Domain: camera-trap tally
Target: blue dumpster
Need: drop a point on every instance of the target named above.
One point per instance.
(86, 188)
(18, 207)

• [INSTRUCTION] Update the lines above by swapping "blue dumpster" for "recycling bin" and leave everything else as it is.

• [THE OUTPUT]
Domain: camera-trap tally
Target: recycling bin
Need: drop a point on every instance of the target named above.
One point per instance.
(86, 188)
(18, 207)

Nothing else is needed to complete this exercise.